## [Task prompt]
An exact repetition of the listing is required.

## [Task material]
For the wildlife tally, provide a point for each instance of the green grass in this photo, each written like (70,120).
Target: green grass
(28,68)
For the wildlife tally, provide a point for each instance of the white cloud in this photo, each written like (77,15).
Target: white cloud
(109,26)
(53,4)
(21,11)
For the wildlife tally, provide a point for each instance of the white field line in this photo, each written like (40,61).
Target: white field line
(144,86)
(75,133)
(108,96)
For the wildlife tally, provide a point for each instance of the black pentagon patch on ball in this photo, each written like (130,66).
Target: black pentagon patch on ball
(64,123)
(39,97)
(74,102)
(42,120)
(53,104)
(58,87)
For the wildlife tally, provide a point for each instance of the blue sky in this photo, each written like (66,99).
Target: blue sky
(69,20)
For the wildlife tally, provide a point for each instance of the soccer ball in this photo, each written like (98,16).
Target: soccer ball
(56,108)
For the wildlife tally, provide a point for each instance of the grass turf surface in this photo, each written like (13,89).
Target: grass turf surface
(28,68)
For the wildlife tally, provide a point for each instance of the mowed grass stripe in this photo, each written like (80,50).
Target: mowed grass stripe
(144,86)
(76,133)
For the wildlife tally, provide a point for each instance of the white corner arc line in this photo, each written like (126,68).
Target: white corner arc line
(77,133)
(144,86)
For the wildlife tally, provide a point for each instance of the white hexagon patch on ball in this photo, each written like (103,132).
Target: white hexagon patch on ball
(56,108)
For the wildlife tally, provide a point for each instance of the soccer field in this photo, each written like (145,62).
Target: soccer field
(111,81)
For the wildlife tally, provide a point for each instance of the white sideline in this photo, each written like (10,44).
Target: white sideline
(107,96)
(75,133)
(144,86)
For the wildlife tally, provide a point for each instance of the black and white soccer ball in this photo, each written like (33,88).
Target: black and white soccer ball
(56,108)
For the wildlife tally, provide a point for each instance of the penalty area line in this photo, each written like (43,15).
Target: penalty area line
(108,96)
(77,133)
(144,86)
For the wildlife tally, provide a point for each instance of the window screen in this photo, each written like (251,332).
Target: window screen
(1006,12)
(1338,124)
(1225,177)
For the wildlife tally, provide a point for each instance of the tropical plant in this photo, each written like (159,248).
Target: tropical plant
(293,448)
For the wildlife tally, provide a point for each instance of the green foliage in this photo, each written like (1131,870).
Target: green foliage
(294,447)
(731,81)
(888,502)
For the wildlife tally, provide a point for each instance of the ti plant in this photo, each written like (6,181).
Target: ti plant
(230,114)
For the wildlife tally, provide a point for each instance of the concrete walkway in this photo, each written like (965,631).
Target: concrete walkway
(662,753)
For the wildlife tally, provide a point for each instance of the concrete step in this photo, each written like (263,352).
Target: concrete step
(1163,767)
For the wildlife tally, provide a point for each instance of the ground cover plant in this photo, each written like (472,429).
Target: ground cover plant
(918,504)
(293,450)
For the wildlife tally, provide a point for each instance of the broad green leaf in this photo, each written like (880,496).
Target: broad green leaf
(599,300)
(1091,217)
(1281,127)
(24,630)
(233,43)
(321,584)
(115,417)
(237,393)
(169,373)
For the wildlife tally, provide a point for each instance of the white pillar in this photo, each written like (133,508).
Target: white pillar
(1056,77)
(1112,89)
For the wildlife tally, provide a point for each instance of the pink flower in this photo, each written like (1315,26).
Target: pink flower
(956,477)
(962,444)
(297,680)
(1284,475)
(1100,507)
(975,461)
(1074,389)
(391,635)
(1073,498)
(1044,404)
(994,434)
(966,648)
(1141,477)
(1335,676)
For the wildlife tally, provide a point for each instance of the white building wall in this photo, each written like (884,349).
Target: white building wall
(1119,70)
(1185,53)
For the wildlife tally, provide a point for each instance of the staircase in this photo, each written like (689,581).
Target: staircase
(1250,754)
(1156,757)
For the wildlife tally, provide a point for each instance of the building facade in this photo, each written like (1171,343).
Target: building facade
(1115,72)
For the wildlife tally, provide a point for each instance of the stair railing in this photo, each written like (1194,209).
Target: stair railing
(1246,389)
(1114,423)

## [Written response]
For the wildlife tally, provide a point for each instance of the green grass in this photo, each written like (70,120).
Target: green grass
(28,68)
For the wildlife tally, provide a point for each instance of the white cloud in this photo, each written like (77,15).
Target: white cloud
(109,26)
(53,4)
(21,11)
For the wildlife tally, provide a point for each instance of the white field line in this photo, each written like (40,61).
Target: white field line
(144,86)
(75,133)
(108,96)
For the wildlife tally, provide a point for each instance of the black pentagon patch on ball in this photo, each written like (130,66).
Target: black pentagon patch on ball
(64,123)
(39,97)
(74,102)
(42,120)
(53,104)
(58,87)
For the wildlife tally, provide a point for each instance of the blue sky in this photo, each written like (66,99).
Target: blue sky
(69,20)
For the wildlife tally, provide a point for each instance of the soccer ball in this photo, each written like (98,16).
Target: soccer ball
(56,108)
For the wildlife tally, provide a point for each instance of the grass turf surface in this photo, each written like (13,89).
Target: grass turf surface
(28,68)
For the wildlife tally, provide a point for each instance of the mowed grass stripe in this photo, each written like (80,50).
Target: mowed grass stripe
(144,86)
(76,133)
For the wildlife tally, provide a point for each instance of the white corner arc line in this photo, each written like (126,68).
Target: white corner arc line
(77,133)
(144,86)
For the wildlife tally, provide a point for each instance of the white hexagon patch on ball in this photo, each written like (103,132).
Target: white hexagon patch on ball
(56,108)
For the wildlife tally, provide a point for each instance of the soccer field in this photo, each written like (145,62).
Target: soccer field
(111,81)
For the wildlife tally, provide a point for each instance of the white sideline in this photo, each written like (10,44).
Target: white sideline
(107,96)
(75,133)
(144,86)
For the wildlife tally, provide a point for each instance of the black and white soccer ball in this photo, each written like (33,88).
Target: black and white soccer ball
(56,108)
For the wildlife tally, provide a point for each instance of the penalty area line in this photo, each written like (43,15).
Target: penalty area line
(108,96)
(77,133)
(144,86)
For the wildlife tally, provide a point for each instance of the window screen in this photo, each written like (251,332).
Target: window screen
(1006,12)
(1338,124)
(1225,177)
For the wildlife tally, provide a point for each instance of the tropical plant in this photo, each written like (159,248).
Target: tropical plant
(293,448)
For the wildlife tally, provide a point for each instance of the green foliage in this photo, each written like (1131,870).
Target: green foliage
(294,447)
(731,81)
(888,502)
For the wildlife tally, provide a point for each instance of the ti plant in this photo, each written like (6,181).
Target: ti plant
(230,114)
For the wildlife tally, provide a point for each instance of the concrete walkway in this photo, each written like (965,631).
Target: concrete walkway
(662,753)
For the wildlife tally, provide a point for each instance of the concrete step in this photo, each written like (263,352).
Target: concrete step
(1163,767)
For the wildlife tally, provide a point for each instance of the ground cover plant in this photo, each written like (472,429).
Target: ground cover plant
(918,504)
(293,450)
For the wildlife tally, provide a point for each instance of the broad green leaf in this photo, each written like (880,496).
Target: broad green leaf
(599,300)
(1091,217)
(1281,127)
(24,630)
(233,43)
(321,584)
(115,417)
(237,393)
(169,373)
For the wildlife tally, provide a point for each instance of the white pillar in this photo, each written like (133,508).
Target: white pillar
(1056,77)
(1112,89)
For the wildlife tally, provide a point for each instance of the pink flower in this photo, each written like (1315,26).
Target: pink flower
(956,477)
(962,444)
(297,680)
(1284,475)
(1100,507)
(975,461)
(1074,389)
(391,635)
(1073,498)
(1044,404)
(994,434)
(966,648)
(1141,477)
(1335,676)
For the wildlife tally, provide a point for each instance of the white building wall in this photo, each written like (884,349).
Target: white building wall
(1119,70)
(1185,53)
For the wildlife tally, provide a point for each instance of the staircase in this photo, each written like (689,581).
Target: staircase
(1250,754)
(1156,757)
For the wildlife tally, provide a point for each instance of the building facade in this photo, each written like (1171,343).
Target: building facade
(1115,72)
For the wildlife tally, provide a point for each instance of the stair railing in this photo, each written like (1194,209).
Target: stair railing
(1246,389)
(1114,423)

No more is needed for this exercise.